INSTRUCTIONS TO FOLLOW
Could every line of the data be printed exactly as it reads?

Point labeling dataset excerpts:
--------------------
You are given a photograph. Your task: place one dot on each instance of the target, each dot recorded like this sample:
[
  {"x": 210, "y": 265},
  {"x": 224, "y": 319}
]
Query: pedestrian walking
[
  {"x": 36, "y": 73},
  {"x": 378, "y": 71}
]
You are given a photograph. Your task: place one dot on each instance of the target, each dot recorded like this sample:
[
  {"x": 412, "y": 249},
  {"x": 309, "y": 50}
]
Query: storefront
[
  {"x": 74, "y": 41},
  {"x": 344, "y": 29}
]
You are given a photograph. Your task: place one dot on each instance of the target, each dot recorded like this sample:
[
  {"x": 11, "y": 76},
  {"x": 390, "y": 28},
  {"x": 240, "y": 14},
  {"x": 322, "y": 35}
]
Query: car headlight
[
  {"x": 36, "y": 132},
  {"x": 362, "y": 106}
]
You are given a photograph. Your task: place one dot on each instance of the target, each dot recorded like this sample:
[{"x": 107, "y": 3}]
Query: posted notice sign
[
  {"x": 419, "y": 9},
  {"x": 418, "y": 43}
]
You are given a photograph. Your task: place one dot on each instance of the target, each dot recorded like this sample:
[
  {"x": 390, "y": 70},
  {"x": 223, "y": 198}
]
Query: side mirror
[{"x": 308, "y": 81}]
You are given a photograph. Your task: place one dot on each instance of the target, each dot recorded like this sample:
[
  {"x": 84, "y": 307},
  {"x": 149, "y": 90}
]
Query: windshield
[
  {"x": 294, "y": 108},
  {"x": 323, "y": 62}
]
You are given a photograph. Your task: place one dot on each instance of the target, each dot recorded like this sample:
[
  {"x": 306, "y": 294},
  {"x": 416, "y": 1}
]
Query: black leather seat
--------------------
EXERCISE ANSWER
You are given a photograph. Your task: place one dot on each instance of the target, each dot recorded like this sample:
[
  {"x": 210, "y": 265},
  {"x": 224, "y": 319}
]
Query: pedestrian walking
[
  {"x": 36, "y": 73},
  {"x": 378, "y": 71}
]
You are given a photograph. Your task: place one dot on each instance of the target, each dot recorded like this sample:
[
  {"x": 412, "y": 249},
  {"x": 309, "y": 50}
]
Query: storefront
[
  {"x": 74, "y": 41},
  {"x": 344, "y": 29}
]
You are given a photograph. Your task: place one dot on each instance of the target, each dot recorded like this sample:
[
  {"x": 11, "y": 76},
  {"x": 390, "y": 28},
  {"x": 240, "y": 14},
  {"x": 322, "y": 35}
]
Query: car headlight
[
  {"x": 36, "y": 132},
  {"x": 362, "y": 106}
]
You are given a photograph. Your task: place one dot on each instance of the target, each dot recorded like this sample:
[{"x": 107, "y": 3}]
Query: posted notice sign
[
  {"x": 419, "y": 9},
  {"x": 418, "y": 43}
]
You are given a photograph. Your task: place one dot on each instance of the target, each dot recorded like this sample:
[
  {"x": 390, "y": 70},
  {"x": 223, "y": 198}
]
Query: side mirror
[{"x": 308, "y": 81}]
You are given a photograph. Your task: place one dot on each instance of the target, each dot recorded like this sample:
[
  {"x": 84, "y": 307},
  {"x": 149, "y": 90}
]
Query: windshield
[
  {"x": 294, "y": 108},
  {"x": 323, "y": 62}
]
You are given a photograph. Your task: place one dot on each instance of the target, each dot recorded like this sample:
[
  {"x": 306, "y": 294},
  {"x": 416, "y": 1}
]
Query: black leather seat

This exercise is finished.